Dataset excerpts
● ● ● ●

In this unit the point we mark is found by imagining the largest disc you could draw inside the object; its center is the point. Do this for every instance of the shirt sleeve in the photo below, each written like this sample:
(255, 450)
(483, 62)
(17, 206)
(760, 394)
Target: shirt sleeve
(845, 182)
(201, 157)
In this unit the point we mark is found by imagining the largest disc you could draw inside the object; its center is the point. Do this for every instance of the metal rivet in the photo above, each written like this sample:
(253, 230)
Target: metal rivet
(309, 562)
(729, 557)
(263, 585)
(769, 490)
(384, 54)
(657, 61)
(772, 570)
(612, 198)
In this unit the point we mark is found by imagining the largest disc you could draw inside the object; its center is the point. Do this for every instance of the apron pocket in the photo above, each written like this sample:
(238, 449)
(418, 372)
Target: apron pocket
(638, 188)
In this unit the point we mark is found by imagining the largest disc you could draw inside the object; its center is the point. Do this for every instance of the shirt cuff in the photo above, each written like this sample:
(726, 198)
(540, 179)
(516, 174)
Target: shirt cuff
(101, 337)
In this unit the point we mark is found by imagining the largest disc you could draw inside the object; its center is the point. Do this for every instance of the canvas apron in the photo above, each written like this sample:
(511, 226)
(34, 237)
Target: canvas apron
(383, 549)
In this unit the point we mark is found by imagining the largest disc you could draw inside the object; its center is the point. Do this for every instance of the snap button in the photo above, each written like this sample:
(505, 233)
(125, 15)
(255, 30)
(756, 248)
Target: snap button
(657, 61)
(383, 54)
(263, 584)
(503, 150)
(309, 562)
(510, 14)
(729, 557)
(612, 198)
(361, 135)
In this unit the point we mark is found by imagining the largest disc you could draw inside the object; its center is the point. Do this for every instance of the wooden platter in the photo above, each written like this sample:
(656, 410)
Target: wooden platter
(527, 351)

● ● ● ●

### What to do
The data must be retyped in full, exactly as it reads.

### Response to this exercise
In this unit the point we mark is found by imagining the largest disc you could draw inside the object; its center is the point. Do this for every instance of the shirt sleeve in the photo below, each written like this sample:
(255, 450)
(483, 62)
(17, 206)
(760, 394)
Target: shirt sleeve
(845, 182)
(201, 157)
In this unit the point we mark is found by imagining the largest disc you could draw inside the object; its center is the point. Do this for every instance of the metal rivet in the photo above, each written like this sample:
(253, 230)
Target: metal rivet
(309, 562)
(729, 557)
(263, 585)
(769, 490)
(384, 54)
(657, 61)
(772, 570)
(612, 198)
In this unit the point we mark is found by imagining the largest disc you could draw inside the object; its center is the point. Do this for every instance of the apron pocket in the photo above, each written like this sample:
(238, 449)
(418, 372)
Target: apron pocket
(638, 188)
In this unit the point we mark is found by imagining the largest disc you could draw inside the object; its center is the point. Do this for every instance of the shirt cuff in the photo above, each written like this sample:
(726, 198)
(540, 179)
(516, 174)
Target: shirt cuff
(101, 337)
In this unit the point we mark is found by imagining the largest disc you could draw inside the object; its center is the point. Do this for every instance of the canvas apron in the photo above, each written like this sample:
(511, 226)
(34, 237)
Target: canvas apron
(383, 549)
In this unit the point we mark is found by imagining the largest disc you could draw inside the object; its center is the point. Do this for every instance of the snap button in the photo above, each written like this sample:
(505, 233)
(125, 15)
(255, 30)
(756, 248)
Target: snap button
(657, 61)
(383, 54)
(263, 584)
(503, 150)
(309, 562)
(510, 14)
(729, 557)
(612, 198)
(361, 135)
In this unit the point we mark is found by imagining the largest disc you could draw inside the object; its center is the point. Do this for every instance of the wooden platter in the photo above, each written like this sample:
(656, 410)
Target: wooden platter
(527, 351)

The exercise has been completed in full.